- _Article_:

***

- The Washington Times - Wednesday, November 5, 2008


Ferry overturns; at least 40 dead

MANILA | A ferry packed with commuters that was buffeted by sudden monsoon winds and huge waves overturned Tuesday, killing at least 40 people including 11 children, officials said.

Regional army commander Maj. Gen. Jeffrey Sodusta said 76 people were rescued from the Don Dexter Cathlyn, which capsized shortly after leaving port in central Masbate Island.

The ship’s manifest listed 119 passengers and a crew of six on board, though ferries frequently carry more people than officially listed.


Rebels say countries mobilizing troops

GOMA | A rebel spokesman charged Tuesday that Angola and Zimbabwe were mobilizing troops to back government forces against the rebels, triggering concern about possible expansion of the conflict.

Rebel spokesman Bertrand Bisimwa offered no proof of the accusation, which Zimbabwe denies. Angola, a longtime ally of Congo’s government, has not yet commented. Congo appealed last week for Angola’s help.

The conflict is fueled by tensions left over from the 1994 slaughter of a half-million Tutsis in neighboring Rwanda. The 1998-2002 war drew in a half-dozen countries. Angola and Zimbabwe fought for Congo in exchange for access to copper and diamond concessions. Rwanda and Uganda backed rival rebel factions in the mineral-rich east, and also fought each other.

***

- _Data lines_:

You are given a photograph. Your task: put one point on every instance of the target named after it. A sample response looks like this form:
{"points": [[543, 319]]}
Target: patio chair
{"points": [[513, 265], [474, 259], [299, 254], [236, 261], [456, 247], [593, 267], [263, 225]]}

***

- _Written task_:
Copy the news briefs starting at the words "The ship’s manifest" and stopping after "for Angola’s help.", but swap "Zimbabwe" for "Tanzania" each time it appears.

- _The answer_:
The ship’s manifest listed 119 passengers and a crew of six on board, though ferries frequently carry more people than officially listed.


Rebels say countries mobilizing troops

GOMA | A rebel spokesman charged Tuesday that Angola and Tanzania were mobilizing troops to back government forces against the rebels, triggering concern about possible expansion of the conflict.

Rebel spokesman Bertrand Bisimwa offered no proof of the accusation, which Tanzania denies. Angola, a longtime ally of Congo’s government, has not yet commented. Congo appealed last week for Angola’s help.